Information supplied:
<<<<
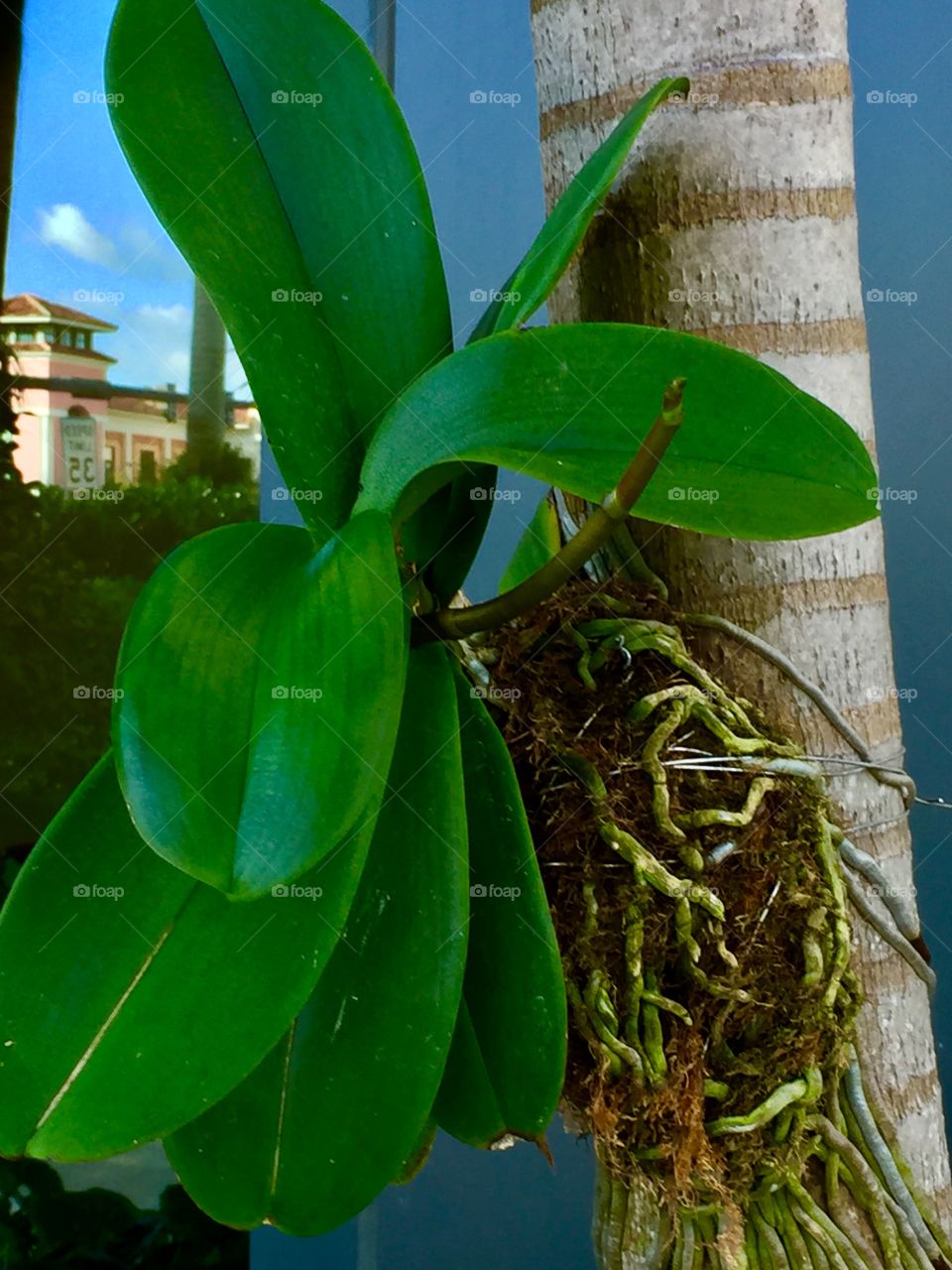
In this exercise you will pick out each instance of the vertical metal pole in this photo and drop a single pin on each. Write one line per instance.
(384, 37)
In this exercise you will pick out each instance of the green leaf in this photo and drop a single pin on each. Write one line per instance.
(131, 996)
(754, 458)
(539, 541)
(344, 164)
(193, 153)
(339, 1106)
(259, 693)
(507, 1065)
(543, 264)
(526, 290)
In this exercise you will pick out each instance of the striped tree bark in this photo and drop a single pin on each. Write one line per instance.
(737, 220)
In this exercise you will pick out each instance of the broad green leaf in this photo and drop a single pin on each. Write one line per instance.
(259, 693)
(131, 996)
(344, 164)
(539, 541)
(339, 1106)
(543, 264)
(507, 1065)
(754, 458)
(193, 151)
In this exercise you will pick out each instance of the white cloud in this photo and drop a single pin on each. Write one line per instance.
(150, 255)
(64, 226)
(166, 317)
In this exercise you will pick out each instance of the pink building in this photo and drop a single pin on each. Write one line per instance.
(79, 431)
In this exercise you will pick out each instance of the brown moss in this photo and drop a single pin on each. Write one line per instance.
(769, 885)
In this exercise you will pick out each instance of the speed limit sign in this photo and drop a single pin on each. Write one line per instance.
(79, 452)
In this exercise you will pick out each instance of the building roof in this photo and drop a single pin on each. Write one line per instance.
(87, 354)
(33, 308)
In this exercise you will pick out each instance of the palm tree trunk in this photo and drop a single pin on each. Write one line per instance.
(738, 221)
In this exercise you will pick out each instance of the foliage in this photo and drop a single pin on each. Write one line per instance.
(225, 466)
(70, 572)
(258, 767)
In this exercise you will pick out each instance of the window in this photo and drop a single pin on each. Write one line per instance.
(148, 468)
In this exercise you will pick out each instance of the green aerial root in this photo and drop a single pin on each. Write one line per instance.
(702, 896)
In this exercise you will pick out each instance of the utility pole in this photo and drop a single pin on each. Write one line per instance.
(382, 40)
(206, 407)
(10, 46)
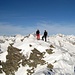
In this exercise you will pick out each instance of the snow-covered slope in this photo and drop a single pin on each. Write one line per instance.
(37, 57)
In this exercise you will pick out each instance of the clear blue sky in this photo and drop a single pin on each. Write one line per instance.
(26, 16)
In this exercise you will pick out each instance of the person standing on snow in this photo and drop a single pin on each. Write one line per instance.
(38, 35)
(45, 35)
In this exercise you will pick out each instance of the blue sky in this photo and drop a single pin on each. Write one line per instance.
(26, 16)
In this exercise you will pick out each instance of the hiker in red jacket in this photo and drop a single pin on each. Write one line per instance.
(45, 36)
(38, 34)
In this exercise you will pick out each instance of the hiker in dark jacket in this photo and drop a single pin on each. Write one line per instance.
(38, 35)
(45, 35)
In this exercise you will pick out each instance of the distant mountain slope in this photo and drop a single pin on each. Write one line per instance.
(25, 55)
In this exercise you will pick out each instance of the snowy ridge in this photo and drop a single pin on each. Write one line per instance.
(59, 51)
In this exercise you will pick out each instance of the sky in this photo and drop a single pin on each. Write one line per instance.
(26, 16)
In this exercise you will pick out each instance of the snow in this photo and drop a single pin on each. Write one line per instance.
(63, 57)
>>>>
Problem to work on: Nothing but the lines from the one holding "instance of the sky" through the end of the listing above should appear, each exactly as given.

Answer to this task:
In this exercise you will pick out each instance of the sky in this photo and drop a single pin on each. Write one line per instance.
(26, 16)
In this exercise you will pick out each instance of the snow in this photo and drop a single pin on each. Write one line per instance.
(63, 57)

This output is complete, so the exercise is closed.